---------- Records supplied ----------
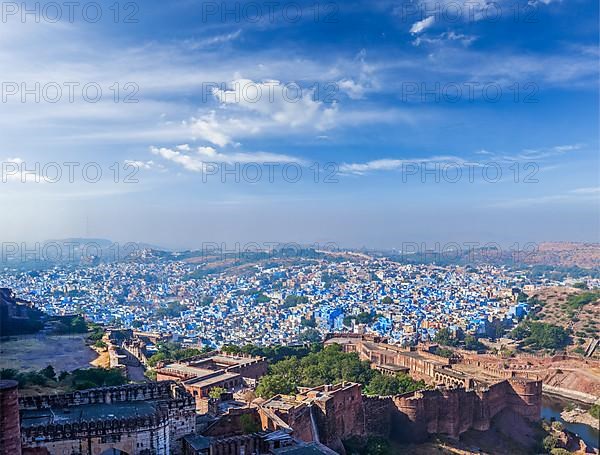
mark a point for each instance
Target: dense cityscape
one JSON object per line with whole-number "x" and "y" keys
{"x": 274, "y": 303}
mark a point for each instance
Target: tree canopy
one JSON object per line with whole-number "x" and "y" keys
{"x": 330, "y": 366}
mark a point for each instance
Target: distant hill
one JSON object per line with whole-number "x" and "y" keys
{"x": 566, "y": 255}
{"x": 18, "y": 317}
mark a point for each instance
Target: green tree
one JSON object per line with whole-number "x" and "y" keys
{"x": 48, "y": 372}
{"x": 249, "y": 424}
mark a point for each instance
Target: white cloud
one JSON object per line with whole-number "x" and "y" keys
{"x": 389, "y": 164}
{"x": 199, "y": 158}
{"x": 420, "y": 26}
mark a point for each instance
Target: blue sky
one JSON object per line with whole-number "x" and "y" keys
{"x": 378, "y": 104}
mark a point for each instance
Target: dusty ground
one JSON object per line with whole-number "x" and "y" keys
{"x": 34, "y": 352}
{"x": 585, "y": 323}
----------
• _Task requirements_
Without the images, write out all of the records exactly.

• _Worked solution_
mark a point for each instance
Target: dense cityscape
one JSON object per line with whole-number "x" and "y" keys
{"x": 274, "y": 303}
mark a point for each instance
Target: tree canopy
one JSON object per line with whole-number "x" and "y" keys
{"x": 330, "y": 366}
mark a point for each instance
Target: distant hill
one JSON object per line with whole-number "x" and "y" keys
{"x": 566, "y": 255}
{"x": 18, "y": 317}
mark a point for each instance
Target: green tree
one JSON object per line with whole-number "x" and "y" keys
{"x": 48, "y": 372}
{"x": 249, "y": 424}
mark a point for each instance
Target: white cloud
one JSON object per line with whole-number "x" and "y" keys
{"x": 389, "y": 164}
{"x": 199, "y": 158}
{"x": 420, "y": 26}
mark a point for each instance
Target: blue sky
one JSON object per line with whole-number "x" and "y" keys
{"x": 378, "y": 104}
mark a point for each instance
Target: dusty ground
one JSON object per line with whole-number "x" and "y" keys
{"x": 34, "y": 352}
{"x": 585, "y": 323}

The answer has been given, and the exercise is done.